** Start **

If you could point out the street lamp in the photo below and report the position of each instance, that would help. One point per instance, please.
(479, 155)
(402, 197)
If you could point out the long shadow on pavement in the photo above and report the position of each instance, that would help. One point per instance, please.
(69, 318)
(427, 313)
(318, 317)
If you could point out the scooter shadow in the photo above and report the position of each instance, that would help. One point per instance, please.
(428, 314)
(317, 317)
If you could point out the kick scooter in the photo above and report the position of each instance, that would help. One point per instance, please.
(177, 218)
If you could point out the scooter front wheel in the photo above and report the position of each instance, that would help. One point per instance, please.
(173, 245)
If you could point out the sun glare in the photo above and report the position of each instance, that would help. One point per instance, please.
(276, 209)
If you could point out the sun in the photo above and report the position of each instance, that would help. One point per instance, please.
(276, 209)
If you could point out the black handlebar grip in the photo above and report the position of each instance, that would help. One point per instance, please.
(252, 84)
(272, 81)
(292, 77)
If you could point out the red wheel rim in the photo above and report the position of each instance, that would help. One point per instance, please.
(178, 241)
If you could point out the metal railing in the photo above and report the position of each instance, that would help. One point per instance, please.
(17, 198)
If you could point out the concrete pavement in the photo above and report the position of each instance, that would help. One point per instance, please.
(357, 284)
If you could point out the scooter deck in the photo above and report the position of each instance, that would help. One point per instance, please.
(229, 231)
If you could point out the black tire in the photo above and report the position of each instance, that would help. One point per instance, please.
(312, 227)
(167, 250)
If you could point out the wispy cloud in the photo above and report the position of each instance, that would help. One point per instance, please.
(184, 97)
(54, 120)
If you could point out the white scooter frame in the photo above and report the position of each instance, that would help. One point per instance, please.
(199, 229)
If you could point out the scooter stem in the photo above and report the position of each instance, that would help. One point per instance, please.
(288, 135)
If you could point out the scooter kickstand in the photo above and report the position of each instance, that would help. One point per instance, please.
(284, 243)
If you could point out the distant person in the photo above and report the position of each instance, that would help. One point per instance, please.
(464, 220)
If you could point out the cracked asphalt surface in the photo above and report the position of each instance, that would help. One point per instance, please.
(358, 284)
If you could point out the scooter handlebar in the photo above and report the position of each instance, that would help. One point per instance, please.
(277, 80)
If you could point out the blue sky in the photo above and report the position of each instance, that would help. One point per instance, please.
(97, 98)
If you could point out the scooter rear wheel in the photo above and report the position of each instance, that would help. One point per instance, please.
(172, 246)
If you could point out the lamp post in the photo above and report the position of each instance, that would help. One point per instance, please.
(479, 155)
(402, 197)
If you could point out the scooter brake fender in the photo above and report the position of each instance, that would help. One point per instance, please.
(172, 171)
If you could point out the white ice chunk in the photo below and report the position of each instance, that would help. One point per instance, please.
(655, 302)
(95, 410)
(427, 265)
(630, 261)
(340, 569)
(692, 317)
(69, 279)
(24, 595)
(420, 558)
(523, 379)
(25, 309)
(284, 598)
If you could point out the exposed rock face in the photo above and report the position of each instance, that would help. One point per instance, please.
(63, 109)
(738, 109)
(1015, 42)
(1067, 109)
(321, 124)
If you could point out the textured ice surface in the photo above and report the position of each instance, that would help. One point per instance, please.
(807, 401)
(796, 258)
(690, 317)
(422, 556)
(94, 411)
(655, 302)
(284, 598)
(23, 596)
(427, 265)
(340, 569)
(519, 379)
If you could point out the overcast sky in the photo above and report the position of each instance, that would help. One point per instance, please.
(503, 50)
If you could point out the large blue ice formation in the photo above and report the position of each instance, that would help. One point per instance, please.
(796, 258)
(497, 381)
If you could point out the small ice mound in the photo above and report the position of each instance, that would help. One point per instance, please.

** End **

Make an exact copy of every line from the one with "If you could point out the scooter rear" to the end of the data, with the first and last of those lines included.

If you could point out the scooter rear wheel in the photo above and report the position of each instance, that would help. One point per instance, please.
(172, 246)
If you could point out the lamp post in the photo above and report the position of each instance, that would help. One point per instance, please.
(479, 155)
(402, 197)
If you could point out the scooter brake fender in the photo above and report the position of each instance, that would help. One point per instance, please.
(172, 171)
If you could point out the white ice chunk in the photo below and report the position of each instance, that would help. One point per instance, please.
(655, 302)
(95, 410)
(427, 265)
(630, 261)
(340, 569)
(692, 317)
(69, 279)
(24, 595)
(420, 558)
(523, 379)
(25, 309)
(284, 598)
If you could point out the exposed rock face in the photo above and report the position of each instance, that would help. One point per instance, please.
(63, 109)
(738, 109)
(1015, 42)
(1067, 109)
(321, 124)
If you could point out the textured ice surface in the photo above and report the position of each instance, that would help. One point per instance, please.
(807, 401)
(796, 258)
(690, 317)
(422, 556)
(94, 411)
(655, 302)
(284, 598)
(23, 596)
(427, 265)
(340, 569)
(519, 379)
If you could point out the overcast sky in the photo above and report the position of each instance, that would help. One point per instance, please.
(503, 50)
If you could point out the large blue ice formation in the photo above and report the position of each instance, that would help. One point per instance, please.
(796, 258)
(497, 381)
If you could point out the small ice mound in the photo above and report the position of each instance, that would help. One point per instance, please.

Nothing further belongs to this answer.